Design Principles in DSR

The following blog post is a revised excerpt from: Becker, F. (2022). Smart Participation Design

Level-2 artifacts—so-called meta-artifacts—that capture design knowledge at a more abstract level and thus specify requirements for the design of information systems not for a specific system, but rather for a class of systems (Gregor, Kruse, and Seidel, 2020). One type of artifact that has been increasingly used in DSR projects in recent years is the so-called design principles (Purao, Kruse, and Maedche, 2020). Although the division of DSR artifacts into different levels is perceived differently within the research community, this classification is helpful for distinguishing different types of design knowledge. Today, there is much more general discussion about design knowledge (DK) with different degrees of abstraction (vom Brocke et al., 2020). The division primarily occurs into design theories as a form of generalized knowledge on one hand and instantiation as a form of applied design knowledge on the other.

A design principle thus attempts to address one or more meta-requirements. The term meta-requirements is appropriate because, just like the aggregated design principles, the meta-requirements address a class of problems instead of a specific one (Walls, Widmeyer, and El Sawy, 1992). Design principles and meta-requirements also represent an important element in the components of the Information Systems Design Theory established by Gregor and Jones (2007), where they are described as “Principles of Form and Function” (Gregor et al., 2020). In dealing with the question of what a design principle actually is, Chandra et al. (2015) come to the following conclusion:

“[…] we can conclude that a design principle is a statement that prescribes what and how to build an artifact in order to achieve a predefined design goal.” (Chandra et al., 2015, p. 4040)
▬▬▬▬▬▬▬▬▬▬
— Problem 1 —
Print the stretch of the passage on design principles from "A design principle thus" through "2015, p. 4040)".
The passage on design principles has no connection to the entries.

— Working data —
▬▬▬▬▬▬▬▬▬▬
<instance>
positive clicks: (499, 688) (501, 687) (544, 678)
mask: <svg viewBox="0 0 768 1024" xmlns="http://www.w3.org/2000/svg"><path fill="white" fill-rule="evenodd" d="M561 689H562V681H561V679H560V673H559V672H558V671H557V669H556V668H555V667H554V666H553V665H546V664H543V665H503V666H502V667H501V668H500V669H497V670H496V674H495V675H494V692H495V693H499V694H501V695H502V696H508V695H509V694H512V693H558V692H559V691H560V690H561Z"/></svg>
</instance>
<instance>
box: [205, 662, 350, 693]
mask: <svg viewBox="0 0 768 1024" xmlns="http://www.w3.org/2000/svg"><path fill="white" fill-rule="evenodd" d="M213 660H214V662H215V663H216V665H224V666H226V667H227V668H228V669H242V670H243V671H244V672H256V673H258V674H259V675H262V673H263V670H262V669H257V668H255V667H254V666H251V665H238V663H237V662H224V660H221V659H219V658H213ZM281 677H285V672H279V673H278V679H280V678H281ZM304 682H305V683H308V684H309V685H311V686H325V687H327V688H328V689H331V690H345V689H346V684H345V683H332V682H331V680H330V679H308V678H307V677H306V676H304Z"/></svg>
▬▬▬▬▬▬▬▬▬▬
— Problem 2 —
Output all of the entries again, line for line and without any change.

— Written reply 1 —
A design principle thus attempts to address one or more meta-requirements. The term meta-requirements is appropriate because, just like the aggregated design principles, the meta-requirements address a class of problems instead of a specific one (Walls, Widmeyer, and El Sawy, 1992). Design principles and meta-requirements also represent an important element in the components of the Information Systems Design Theory established by Gregor and Jones (2007), where they are described as “Principles of Form and Function” (Gregor et al., 2020). In dealing with the question of what a design principle actually is, Chandra et al. (2015) come to the following conclusion:

“[…] we can conclude that a design principle is a statement that prescribes what and how to build an artifact in order to achieve a predefined design goal.” (Chandra et al., 2015, p. 4040)

— Written reply 2 —
<instance>
positive clicks: (499, 688) (501, 687) (544, 678)
mask: <svg viewBox="0 0 768 1024" xmlns="http://www.w3.org/2000/svg"><path fill="white" fill-rule="evenodd" d="M561 689H562V681H561V679H560V673H559V672H558V671H557V669H556V668H555V667H554V666H553V665H546V664H543V665H503V666H502V667H501V668H500V669H497V670H496V674H495V675H494V692H495V693H499V694H501V695H502V696H508V695H509V694H512V693H558V692H559V691H560V690H561Z"/></svg>
</instance>
<instance>
box: [205, 662, 350, 693]
mask: <svg viewBox="0 0 768 1024" xmlns="http://www.w3.org/2000/svg"><path fill="white" fill-rule="evenodd" d="M213 660H214V662H215V663H216V665H224V666H226V667H227V668H228V669H242V670H243V671H244V672H256V673H258V674H259V675H262V673H263V670H262V669H257V668H255V667H254V666H251V665H238V663H237V662H224V660H221V659H219V658H213ZM281 677H285V672H279V673H278V679H280V678H281ZM304 682H305V683H308V684H309V685H311V686H325V687H327V688H328V689H331V690H345V689H346V684H345V683H332V682H331V680H330V679H308V678H307V677H306V676H304Z"/></svg>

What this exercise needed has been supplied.